## SOAL
Jawab pertanyaan berikut berdasarkan cerita perjalanan ke Curug Nangka di bawah.
(a) Dari stasiun Bogor ke BTM, penulis dan Pipit naik angkot nomor berapa, dan berapa ongkosnya?
(b) Jam berapa mereka janji bertemu di BTM?
(c) Apa tulisan pada plang di pertigaan?

## TEKS YANG DIBERIKAN
#####
Curug Nangka
Kebun Raya Bogor, Situ Gede, atau Curug Nangka….???
Hmm, cukup bingung menentukan destinasi kunjungan wisata akhir pekan ini. Setelah searching di mbah google dan membandingkan kelebihan dan kekurangan masing-masing akhirnya kunjungan hari sabtu 19 Juli 2014 diputuskan ke Curug Nangka.
Peserta jalan-jalan semakin sedikit saja. Kalau ditanya siapa orang kurang kerjaan yang
mau ke curug dalam kondisi berpuasa, jawabnya adalah “kami”, saya, Annisa, Mesem, dan Pipit. Agak nekat memang berkunjung ke curug tanpa
tahu jalan, tapi kami yakin kami pasti bisa.
Kami janji bertemu di BTM (Bogor Trade Mall) pukul 09.00 WIB. Alhasil, waktu ini ternyata molor. Dari stasiun Bogor, saya dan Pipit naik
angkot 02 (ongkos Rp 2.500) menuju BTM. Di BTM, Annisa dan Mesem sudah menunggu
sampai jamuran. Hehe..
Dari BTM kami langsung menuju curug Nangka dengan menaiki
angkot 03 jurusan Ciapus (bilang aja ke curug), ongkos Rp 5.000. Perjalanan ini
tidak sedekat yang kami kira. Kami melewati Empang, Muara, Ciapus, semakin
dekat ke arah gunung Salak, jalan semakin menanjak, untung saja jalannya bagus.
Di kanan kiri jalan menuju gunung Salak,
kami dapati banyak semak belukar dan kebun singkong, sudah berasa di Lampung
Tengah nie. Setelah kami perhatikan,
kami baru tahu kalau ternyata jalan ke curug ini satu arah dengan Kampung Wisata
Taman Sari dan Vihara yang katanya ada patung Budha tidur sepanjang 18 m. Dua lokasi wisata ini sempat ada dalam
penentuan lokasi wisata yang akan kami kunjungi.
Karena kami belum pernah ke curug Nangka sebelumnya dan kami
juga sama sekali tidak tahu daerah ini, kami bingung harus turun dimana. Tibalah angkot di sebuah pertigaan, kami agak
bingung. Tadinya berniat turun di sini tapi ragu hingga si angkot pun melanjutkan
perjalananya. Sampai di daerah agak berbelok, kami melihat ada tulisan curug
Luhur, barulah kami sadar kalau lokasi curug Nangka sudah terlewati. Si Supir angkot sempat merasa tidak enak karena ia kira kami berniat turun di curug Luhur (Memang baik supir angkot di Bogor).Akhirnya kami
memutuskan turun di jalan itu. Lokasi
ini sepertinya sudah di kaki gunung Salak, udaranya terasa agak sejuk. Kami pun berjalan kaki menuju pertigaan awal
tadi. Benar sekali, memang seharusnya
kami turun di pertigaan itu. Ada plang
bertuliskan “Curug Nangka 1 km” di pertigaan, tetapi kurang terlihat kalau dari
jalan angkot tadi. Karena hanya 1 km,
kami memutuskan untuk berjalan kaki. Setahu
kami 1 km bukan jarak tempuh yang jauh.
#####
## DATA YANG DIBERIKAN
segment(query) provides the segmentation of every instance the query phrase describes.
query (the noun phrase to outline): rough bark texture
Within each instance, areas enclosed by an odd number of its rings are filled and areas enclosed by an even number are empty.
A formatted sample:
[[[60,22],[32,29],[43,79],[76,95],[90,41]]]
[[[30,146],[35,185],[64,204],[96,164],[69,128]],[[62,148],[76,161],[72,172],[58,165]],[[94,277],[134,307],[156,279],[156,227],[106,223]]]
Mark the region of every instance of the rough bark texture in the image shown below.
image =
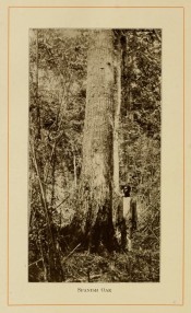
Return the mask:
[[[115,124],[114,124],[114,187],[118,194],[119,188],[119,119],[121,108],[121,43],[117,38],[116,45],[116,96],[115,96]]]
[[[87,60],[81,200],[88,245],[112,246],[114,35],[94,31]]]

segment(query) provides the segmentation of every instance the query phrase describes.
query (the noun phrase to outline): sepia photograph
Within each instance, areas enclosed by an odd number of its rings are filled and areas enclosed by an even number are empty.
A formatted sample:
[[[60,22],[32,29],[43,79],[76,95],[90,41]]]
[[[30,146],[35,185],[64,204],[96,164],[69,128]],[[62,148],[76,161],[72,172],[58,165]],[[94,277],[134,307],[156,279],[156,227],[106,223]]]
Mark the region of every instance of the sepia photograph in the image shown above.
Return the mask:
#####
## JAWABAN LENGKAP
(a) Angkot 02, dengan ongkos Rp 2.500.
(b) Pukul 09.00 WIB.
(c) "Curug Nangka 1 km".